BEGIN THE RECORDS

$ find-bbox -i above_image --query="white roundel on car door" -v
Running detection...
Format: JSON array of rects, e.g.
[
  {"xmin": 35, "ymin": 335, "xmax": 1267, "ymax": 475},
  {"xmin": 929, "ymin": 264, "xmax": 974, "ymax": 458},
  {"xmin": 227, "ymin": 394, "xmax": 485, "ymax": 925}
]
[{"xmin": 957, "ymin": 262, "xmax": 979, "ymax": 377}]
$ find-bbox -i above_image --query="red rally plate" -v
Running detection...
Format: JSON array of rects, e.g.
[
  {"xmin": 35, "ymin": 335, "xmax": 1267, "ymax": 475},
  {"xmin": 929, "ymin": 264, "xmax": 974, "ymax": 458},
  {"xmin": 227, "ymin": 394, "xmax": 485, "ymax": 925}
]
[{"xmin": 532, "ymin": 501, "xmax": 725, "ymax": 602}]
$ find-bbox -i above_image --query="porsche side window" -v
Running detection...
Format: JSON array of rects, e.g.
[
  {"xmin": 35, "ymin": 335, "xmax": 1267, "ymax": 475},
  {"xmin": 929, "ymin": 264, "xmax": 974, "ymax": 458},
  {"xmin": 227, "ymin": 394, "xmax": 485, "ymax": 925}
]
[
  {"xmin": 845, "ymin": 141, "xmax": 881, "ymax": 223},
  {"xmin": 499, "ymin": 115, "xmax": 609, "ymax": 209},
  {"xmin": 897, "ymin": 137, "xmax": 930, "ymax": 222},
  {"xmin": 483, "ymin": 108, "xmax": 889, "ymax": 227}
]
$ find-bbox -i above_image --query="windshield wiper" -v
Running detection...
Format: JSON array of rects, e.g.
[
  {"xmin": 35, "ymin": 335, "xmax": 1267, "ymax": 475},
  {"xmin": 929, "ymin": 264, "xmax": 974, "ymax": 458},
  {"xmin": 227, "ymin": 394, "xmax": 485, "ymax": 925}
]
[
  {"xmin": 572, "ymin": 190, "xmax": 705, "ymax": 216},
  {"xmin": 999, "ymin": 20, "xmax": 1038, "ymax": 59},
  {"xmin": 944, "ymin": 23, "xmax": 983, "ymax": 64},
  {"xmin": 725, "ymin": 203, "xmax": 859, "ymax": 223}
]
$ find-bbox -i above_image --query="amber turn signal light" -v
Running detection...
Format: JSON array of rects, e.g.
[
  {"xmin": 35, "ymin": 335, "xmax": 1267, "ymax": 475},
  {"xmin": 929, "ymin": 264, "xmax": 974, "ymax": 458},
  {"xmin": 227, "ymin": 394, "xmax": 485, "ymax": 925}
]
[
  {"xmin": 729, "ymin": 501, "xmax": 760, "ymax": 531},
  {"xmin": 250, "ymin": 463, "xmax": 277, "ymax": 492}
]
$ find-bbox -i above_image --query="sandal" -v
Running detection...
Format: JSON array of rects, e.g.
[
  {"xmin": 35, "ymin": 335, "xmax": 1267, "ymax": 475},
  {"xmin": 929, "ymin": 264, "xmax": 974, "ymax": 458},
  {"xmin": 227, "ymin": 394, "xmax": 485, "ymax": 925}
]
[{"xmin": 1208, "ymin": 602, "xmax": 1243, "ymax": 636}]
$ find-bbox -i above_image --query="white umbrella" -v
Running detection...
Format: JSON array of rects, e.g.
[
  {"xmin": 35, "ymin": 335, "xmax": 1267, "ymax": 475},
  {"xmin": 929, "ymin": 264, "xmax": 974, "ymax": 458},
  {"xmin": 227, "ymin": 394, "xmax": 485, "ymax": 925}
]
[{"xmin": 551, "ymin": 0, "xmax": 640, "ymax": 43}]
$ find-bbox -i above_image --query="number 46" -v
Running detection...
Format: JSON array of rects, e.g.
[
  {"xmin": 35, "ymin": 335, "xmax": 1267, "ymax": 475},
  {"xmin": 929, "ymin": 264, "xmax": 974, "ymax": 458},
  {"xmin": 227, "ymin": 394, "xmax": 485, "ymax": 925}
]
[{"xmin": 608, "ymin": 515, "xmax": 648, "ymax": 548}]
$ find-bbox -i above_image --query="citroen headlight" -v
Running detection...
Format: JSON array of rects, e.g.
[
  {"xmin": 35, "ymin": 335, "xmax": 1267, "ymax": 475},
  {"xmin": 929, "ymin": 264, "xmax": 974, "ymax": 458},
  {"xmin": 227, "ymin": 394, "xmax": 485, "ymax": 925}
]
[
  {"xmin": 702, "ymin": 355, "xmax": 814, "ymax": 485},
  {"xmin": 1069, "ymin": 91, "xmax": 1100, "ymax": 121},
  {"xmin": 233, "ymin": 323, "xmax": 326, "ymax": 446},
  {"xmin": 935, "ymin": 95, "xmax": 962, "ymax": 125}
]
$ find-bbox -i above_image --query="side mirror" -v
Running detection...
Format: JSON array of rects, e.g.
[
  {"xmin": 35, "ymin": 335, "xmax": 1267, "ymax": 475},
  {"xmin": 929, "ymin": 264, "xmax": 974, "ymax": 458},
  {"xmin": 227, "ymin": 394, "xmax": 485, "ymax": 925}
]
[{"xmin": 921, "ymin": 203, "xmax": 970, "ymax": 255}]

END THE RECORDS

### AIM
Select every line of the items above that contains the word "side", and copy each one out in full.

### WRITTEN SOLUTION
$ find-bbox -i above_image --query="porsche side window" -v
$ find-bbox -i above_image --query="side mirror" -v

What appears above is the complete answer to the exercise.